> What this task involves
Please format the material below as a JSON list of strings, with one string for each line and no entries for blank lines.

> Material shown

━━━

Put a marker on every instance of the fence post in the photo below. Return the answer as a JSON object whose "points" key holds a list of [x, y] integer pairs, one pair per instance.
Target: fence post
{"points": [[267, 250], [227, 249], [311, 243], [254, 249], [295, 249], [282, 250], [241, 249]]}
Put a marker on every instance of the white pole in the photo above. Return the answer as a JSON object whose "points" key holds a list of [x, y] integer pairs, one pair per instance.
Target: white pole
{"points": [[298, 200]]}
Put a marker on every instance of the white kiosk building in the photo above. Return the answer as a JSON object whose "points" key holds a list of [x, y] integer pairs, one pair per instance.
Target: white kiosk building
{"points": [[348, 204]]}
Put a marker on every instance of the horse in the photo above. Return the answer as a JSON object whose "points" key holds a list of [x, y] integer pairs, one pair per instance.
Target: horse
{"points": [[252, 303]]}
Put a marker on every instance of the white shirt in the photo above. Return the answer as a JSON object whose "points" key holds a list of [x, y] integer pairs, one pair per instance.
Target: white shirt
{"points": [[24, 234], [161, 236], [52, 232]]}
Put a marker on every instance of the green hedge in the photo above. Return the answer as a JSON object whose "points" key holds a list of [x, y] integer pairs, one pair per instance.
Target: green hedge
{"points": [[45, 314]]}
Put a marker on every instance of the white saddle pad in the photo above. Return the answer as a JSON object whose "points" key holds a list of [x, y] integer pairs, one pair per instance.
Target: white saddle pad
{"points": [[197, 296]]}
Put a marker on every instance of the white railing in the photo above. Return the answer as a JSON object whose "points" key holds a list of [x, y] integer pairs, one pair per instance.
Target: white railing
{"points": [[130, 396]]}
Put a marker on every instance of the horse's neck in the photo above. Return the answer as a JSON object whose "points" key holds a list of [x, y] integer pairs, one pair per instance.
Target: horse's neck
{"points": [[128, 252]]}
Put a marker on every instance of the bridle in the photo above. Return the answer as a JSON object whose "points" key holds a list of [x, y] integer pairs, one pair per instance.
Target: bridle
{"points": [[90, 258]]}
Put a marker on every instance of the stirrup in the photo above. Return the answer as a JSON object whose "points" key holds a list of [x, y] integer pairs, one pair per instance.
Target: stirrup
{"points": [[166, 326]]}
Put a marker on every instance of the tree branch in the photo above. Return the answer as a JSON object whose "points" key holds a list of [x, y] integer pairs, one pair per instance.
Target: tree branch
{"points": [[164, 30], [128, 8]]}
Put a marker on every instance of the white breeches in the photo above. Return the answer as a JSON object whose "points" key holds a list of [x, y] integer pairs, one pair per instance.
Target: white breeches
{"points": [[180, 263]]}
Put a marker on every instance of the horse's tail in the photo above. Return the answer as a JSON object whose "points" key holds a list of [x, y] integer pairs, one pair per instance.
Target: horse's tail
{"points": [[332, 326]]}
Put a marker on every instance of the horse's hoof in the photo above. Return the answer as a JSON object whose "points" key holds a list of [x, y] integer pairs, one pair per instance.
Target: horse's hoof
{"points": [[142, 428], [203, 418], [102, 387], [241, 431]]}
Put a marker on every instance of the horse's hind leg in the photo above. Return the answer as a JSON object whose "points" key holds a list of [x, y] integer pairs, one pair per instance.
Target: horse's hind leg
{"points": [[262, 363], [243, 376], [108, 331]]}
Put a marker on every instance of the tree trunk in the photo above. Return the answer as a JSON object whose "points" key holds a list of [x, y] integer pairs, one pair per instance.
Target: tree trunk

━━━

> Exercise result
[
  "Put a marker on every instance of the fence post in the photo below. Return the answer as a JSON object whose \"points\" key holds a list of [x, y] integer pairs, one pair per instance.",
  "Target: fence post",
  "{\"points\": [[267, 250], [227, 249], [311, 243], [254, 249], [295, 249], [282, 250], [241, 249]]}",
  "Put a marker on every instance of the white pole in the photo above. Return the answer as a JSON object whose \"points\" key holds a list of [x, y] integer pairs, one pair per instance.",
  "Target: white pole",
  "{\"points\": [[298, 200]]}",
  "Put a marker on every instance of the white kiosk building in the photo above. Return the answer as a JSON object whose \"points\" key holds a list of [x, y] integer pairs, one pair per instance.",
  "Target: white kiosk building",
  "{\"points\": [[348, 204]]}",
  "Put a marker on every instance of the horse in the photo above. Return the answer as a JSON object whose \"points\" key holds a list of [x, y] integer pairs, one pair per instance.",
  "Target: horse",
  "{\"points\": [[252, 303]]}",
  "Put a marker on every instance of the white shirt in the photo above. Return the answer as a JSON object whose \"points\" key holds a list of [x, y] integer pairs, one pair per instance.",
  "Target: white shirt",
  "{\"points\": [[24, 234], [161, 236], [52, 232]]}",
  "Put a marker on every instance of the green hedge in the photo above. Return the answer as a JSON object whose \"points\" key holds a list of [x, y] integer pairs, one pair per instance.",
  "Target: green hedge",
  "{\"points\": [[45, 314]]}",
  "Put a marker on every instance of the white saddle pad in the photo above. Return the answer as a JSON object whose \"points\" key holds a list of [x, y] integer pairs, one pair per instance.",
  "Target: white saddle pad",
  "{\"points\": [[197, 296]]}",
  "Put a marker on every instance of the white railing in the photo above. Return the answer as a JSON object whose \"points\" key holds a list of [x, y] integer pairs, one pair per instance.",
  "Target: white railing",
  "{\"points\": [[130, 396]]}",
  "Put a marker on every instance of the horse's neck in the photo above. Return the answer as a JSON object whose \"points\" key holds a list of [x, y] integer pairs, one pair per instance.",
  "Target: horse's neck",
  "{\"points\": [[128, 252]]}",
  "Put a marker on every instance of the bridle in the photo above. Return the answer as a JSON object whose \"points\" key holds a list of [x, y] integer pairs, one pair per instance.",
  "Target: bridle",
  "{\"points\": [[90, 258]]}",
  "Put a marker on every instance of the stirrup in the photo above. Return the answer as a JSON object whose \"points\" key holds a list of [x, y] integer pairs, one pair per instance.",
  "Target: stirrup",
  "{\"points\": [[166, 326]]}",
  "Put a marker on every instance of the tree branch in the photo above. Return the answer as a JSON object whose \"points\" key holds a list of [x, y] integer pairs, one pair per instance.",
  "Target: tree branch",
  "{\"points\": [[164, 30], [128, 8]]}",
  "Put a marker on every instance of the white breeches in the photo above. Return the answer as a JSON object whose \"points\" key holds a list of [x, y] integer pairs, one pair per instance.",
  "Target: white breeches",
  "{\"points\": [[180, 263]]}",
  "Put a marker on every instance of the horse's tail in the photo above. Return the answer as a JSON object whose \"points\" key holds a list of [x, y] integer pairs, one pair per instance.",
  "Target: horse's tail",
  "{\"points\": [[332, 326]]}",
  "Put a marker on every instance of the horse's hoof in the photo above. Return the answer as a JSON object whose \"points\" key holds a list of [x, y] integer pairs, one pair per instance.",
  "Target: horse's hoof",
  "{\"points\": [[142, 428], [203, 418], [102, 387], [241, 431]]}",
  "Put a marker on every instance of the horse's hind leg in the photo above. Return the answer as a JSON object whose \"points\" key holds a list of [x, y] integer pairs, one pair per instance.",
  "Target: horse's hind leg",
  "{\"points\": [[262, 363], [243, 376], [108, 331]]}",
  "Put a marker on every instance of the tree trunk in the photo above. Return the answer as a JSON object whose \"points\" key holds a list of [x, y] integer pairs, one pair per instance.",
  "Target: tree trunk"
]